When you come to the line with "Query: red stripe on fuselage", begin repeating; continue exactly through the final line of the records and include nothing from before.

*Dataset excerpts*.
((

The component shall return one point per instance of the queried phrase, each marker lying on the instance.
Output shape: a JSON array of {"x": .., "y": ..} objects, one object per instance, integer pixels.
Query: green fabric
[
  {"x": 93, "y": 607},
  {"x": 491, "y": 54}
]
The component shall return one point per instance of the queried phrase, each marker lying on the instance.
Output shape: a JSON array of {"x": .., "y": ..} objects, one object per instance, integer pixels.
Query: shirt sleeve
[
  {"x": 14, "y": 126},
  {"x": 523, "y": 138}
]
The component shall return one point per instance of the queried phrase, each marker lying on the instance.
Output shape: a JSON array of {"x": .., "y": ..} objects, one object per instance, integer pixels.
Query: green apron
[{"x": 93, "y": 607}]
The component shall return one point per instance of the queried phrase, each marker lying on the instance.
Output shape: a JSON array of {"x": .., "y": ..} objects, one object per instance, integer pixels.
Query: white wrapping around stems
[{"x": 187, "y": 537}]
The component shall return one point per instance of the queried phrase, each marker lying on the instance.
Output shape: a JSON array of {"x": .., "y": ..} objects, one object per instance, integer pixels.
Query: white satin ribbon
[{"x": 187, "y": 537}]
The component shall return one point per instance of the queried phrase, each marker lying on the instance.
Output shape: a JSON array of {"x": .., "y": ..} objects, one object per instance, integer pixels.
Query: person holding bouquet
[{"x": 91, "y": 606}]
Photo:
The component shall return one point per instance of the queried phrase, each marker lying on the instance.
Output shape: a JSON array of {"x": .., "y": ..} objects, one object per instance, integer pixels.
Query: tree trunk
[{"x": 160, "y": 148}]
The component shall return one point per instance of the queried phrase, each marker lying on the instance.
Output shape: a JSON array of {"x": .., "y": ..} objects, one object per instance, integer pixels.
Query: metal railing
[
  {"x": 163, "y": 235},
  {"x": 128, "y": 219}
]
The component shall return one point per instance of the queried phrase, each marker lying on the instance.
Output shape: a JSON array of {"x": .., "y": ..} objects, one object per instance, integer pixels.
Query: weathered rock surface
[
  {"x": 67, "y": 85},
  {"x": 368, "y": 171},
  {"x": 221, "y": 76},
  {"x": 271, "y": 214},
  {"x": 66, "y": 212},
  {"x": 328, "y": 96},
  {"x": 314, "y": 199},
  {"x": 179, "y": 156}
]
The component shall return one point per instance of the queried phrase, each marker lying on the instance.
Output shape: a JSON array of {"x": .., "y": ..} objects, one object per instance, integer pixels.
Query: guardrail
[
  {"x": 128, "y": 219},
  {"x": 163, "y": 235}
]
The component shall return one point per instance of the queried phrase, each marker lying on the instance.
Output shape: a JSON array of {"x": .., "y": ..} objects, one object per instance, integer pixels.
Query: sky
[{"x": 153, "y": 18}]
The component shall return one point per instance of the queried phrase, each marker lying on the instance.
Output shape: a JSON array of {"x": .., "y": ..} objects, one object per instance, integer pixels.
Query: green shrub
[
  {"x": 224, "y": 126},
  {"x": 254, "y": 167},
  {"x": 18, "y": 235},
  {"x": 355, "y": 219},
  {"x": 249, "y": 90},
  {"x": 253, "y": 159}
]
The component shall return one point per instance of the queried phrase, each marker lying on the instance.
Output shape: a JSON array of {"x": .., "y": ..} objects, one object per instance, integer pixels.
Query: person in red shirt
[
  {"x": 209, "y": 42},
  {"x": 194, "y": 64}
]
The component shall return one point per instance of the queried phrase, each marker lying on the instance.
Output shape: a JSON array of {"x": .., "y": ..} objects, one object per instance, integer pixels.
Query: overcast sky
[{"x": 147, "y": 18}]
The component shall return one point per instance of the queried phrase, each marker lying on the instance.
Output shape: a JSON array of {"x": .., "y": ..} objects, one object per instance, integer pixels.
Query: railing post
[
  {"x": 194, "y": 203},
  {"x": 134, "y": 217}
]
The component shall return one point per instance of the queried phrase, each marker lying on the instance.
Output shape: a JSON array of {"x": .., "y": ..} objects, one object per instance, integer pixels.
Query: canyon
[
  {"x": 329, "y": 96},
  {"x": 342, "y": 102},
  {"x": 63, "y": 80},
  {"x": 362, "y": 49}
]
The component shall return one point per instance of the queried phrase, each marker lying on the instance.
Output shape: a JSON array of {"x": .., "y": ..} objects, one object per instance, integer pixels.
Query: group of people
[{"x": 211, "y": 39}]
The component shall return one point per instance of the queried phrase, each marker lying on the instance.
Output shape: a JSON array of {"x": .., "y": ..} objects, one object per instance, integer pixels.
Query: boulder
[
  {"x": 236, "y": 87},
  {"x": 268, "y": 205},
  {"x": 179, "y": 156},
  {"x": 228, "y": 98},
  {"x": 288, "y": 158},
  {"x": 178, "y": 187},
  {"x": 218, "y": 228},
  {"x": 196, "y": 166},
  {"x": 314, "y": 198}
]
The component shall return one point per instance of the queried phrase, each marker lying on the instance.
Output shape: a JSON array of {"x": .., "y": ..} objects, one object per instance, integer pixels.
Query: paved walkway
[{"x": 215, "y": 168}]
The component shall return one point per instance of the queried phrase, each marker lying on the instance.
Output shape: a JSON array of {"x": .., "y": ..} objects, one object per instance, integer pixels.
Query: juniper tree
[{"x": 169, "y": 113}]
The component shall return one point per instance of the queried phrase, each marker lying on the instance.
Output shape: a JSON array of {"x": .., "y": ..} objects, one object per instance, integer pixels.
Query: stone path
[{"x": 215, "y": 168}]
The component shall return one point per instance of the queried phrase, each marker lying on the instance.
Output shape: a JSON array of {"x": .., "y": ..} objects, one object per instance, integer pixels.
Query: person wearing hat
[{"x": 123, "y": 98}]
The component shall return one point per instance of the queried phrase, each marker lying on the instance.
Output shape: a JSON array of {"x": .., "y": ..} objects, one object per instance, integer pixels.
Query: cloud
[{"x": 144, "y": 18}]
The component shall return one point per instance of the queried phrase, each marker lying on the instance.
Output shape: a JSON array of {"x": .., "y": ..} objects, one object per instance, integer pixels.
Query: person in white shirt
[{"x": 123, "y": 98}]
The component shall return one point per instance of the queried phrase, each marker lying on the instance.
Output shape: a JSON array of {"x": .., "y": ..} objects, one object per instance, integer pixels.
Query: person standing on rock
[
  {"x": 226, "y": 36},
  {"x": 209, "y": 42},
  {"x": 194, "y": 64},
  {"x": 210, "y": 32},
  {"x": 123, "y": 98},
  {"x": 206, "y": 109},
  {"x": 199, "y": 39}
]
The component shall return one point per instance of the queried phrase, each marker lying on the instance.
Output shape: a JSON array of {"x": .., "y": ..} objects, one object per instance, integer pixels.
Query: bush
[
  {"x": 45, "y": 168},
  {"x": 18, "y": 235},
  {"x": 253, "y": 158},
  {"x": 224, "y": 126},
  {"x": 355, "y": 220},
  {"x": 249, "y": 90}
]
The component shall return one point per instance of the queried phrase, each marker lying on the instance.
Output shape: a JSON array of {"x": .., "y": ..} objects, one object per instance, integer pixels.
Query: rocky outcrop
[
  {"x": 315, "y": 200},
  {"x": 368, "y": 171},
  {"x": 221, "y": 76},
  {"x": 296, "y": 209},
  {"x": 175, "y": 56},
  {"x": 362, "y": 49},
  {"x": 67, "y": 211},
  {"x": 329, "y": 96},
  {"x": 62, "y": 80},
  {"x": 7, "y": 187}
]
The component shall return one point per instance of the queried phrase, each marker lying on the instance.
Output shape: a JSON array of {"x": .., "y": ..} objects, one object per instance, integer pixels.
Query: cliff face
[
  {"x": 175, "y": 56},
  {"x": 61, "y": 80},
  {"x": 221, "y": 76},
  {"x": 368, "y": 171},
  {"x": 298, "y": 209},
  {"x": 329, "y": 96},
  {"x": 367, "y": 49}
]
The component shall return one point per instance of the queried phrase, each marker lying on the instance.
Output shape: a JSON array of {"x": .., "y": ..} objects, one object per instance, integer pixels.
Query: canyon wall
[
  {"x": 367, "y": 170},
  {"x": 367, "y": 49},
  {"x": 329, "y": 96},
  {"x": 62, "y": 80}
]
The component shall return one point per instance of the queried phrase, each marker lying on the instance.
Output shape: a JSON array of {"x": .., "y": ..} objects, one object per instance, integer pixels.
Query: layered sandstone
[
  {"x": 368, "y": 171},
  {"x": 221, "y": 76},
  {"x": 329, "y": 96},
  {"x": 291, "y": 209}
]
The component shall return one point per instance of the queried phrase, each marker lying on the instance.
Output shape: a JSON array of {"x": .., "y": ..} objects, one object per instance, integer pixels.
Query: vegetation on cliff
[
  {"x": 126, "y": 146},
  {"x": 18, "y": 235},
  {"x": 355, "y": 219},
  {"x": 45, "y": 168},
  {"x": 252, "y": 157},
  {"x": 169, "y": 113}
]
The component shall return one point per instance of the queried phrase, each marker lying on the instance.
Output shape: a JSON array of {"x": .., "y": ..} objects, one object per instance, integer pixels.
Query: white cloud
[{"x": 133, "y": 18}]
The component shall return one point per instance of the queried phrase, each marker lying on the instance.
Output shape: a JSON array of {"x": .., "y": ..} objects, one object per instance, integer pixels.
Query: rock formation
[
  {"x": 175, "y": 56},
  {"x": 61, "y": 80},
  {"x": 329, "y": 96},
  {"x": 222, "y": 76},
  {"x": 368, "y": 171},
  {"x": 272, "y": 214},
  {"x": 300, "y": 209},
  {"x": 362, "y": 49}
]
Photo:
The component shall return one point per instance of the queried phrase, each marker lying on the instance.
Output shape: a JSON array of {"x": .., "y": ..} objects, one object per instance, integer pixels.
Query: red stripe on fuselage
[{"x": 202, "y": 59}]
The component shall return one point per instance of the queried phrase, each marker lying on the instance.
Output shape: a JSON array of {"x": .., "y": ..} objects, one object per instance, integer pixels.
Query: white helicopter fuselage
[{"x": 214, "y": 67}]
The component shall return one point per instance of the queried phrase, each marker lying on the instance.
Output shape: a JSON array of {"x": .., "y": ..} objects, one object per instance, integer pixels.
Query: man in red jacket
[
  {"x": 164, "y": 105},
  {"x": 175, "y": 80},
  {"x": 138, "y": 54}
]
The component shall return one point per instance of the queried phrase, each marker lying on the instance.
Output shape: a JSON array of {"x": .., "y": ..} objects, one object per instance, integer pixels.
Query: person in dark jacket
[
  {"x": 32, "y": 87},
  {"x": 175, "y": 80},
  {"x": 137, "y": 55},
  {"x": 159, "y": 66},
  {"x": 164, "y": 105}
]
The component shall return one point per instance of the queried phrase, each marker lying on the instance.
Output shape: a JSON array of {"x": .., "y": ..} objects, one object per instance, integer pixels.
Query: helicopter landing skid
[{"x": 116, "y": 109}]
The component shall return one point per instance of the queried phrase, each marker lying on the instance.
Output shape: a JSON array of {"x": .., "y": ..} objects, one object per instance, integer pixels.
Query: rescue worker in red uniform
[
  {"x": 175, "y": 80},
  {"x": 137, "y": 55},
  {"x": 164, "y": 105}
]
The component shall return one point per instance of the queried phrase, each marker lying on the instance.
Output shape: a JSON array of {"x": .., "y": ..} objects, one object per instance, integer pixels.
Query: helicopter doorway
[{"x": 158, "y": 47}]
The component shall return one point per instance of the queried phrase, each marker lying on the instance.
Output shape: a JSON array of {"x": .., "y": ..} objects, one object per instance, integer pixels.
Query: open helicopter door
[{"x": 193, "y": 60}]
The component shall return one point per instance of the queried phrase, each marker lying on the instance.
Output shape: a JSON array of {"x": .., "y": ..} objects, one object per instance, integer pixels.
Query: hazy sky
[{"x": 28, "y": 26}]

))

*Task output*.
Query: red stripe on fuselage
[{"x": 202, "y": 59}]
The component shall return one point per instance of the queried phrase, each marker lying on the instance.
Output shape: a JSON array of {"x": .., "y": ..} objects, one object per instance, integer pixels.
Query: white helicopter fuselage
[{"x": 214, "y": 67}]
The component shall return one point per instance of the queried phrase, each marker lying on the instance.
Output shape: a JSON array of {"x": .., "y": ..} objects, one object per instance, integer pixels.
Query: man in red jacket
[
  {"x": 164, "y": 105},
  {"x": 175, "y": 80},
  {"x": 138, "y": 54}
]
The component shall return one point per instance of the queried phrase, each marker lying on the instance.
Output shape: a JSON array of {"x": .., "y": ..} objects, one object per instance, integer pixels.
Query: person in dark jacket
[
  {"x": 32, "y": 87},
  {"x": 175, "y": 80},
  {"x": 137, "y": 55},
  {"x": 159, "y": 66},
  {"x": 164, "y": 105}
]
The component shall return one point per instance of the queried phrase, each marker lying on the instance.
Output shape: a JSON array of {"x": .., "y": ..} objects, one object per instance, integer pixels.
Query: helicopter landing skid
[{"x": 116, "y": 109}]
The component shall return one point per instance of the queried phrase, each marker lying on the instance.
Output shape: a JSON array of {"x": .., "y": ..} objects, one object per instance, integer pixels.
Query: rescue worker in red uniform
[
  {"x": 175, "y": 80},
  {"x": 137, "y": 55},
  {"x": 164, "y": 105}
]
The component shall return one point per instance of the queried phrase, each marker lying on the instance.
Output shape: a JSON array of {"x": .., "y": ..} objects, one object per instance, integer pixels.
Query: helicopter doorway
[{"x": 158, "y": 47}]
The component shall return one point per instance of the queried phrase, each marker lying on the instance.
Output shape: a JSON array of {"x": .., "y": ..} objects, one object per instance, integer pixels.
Query: open helicopter door
[{"x": 193, "y": 60}]
The component shall return one point per instance of the queried phrase, each marker lying on the instance.
Output shape: a JSON array of {"x": .., "y": ..} objects, one object per instance, integer pixels.
Query: hazy sky
[{"x": 28, "y": 26}]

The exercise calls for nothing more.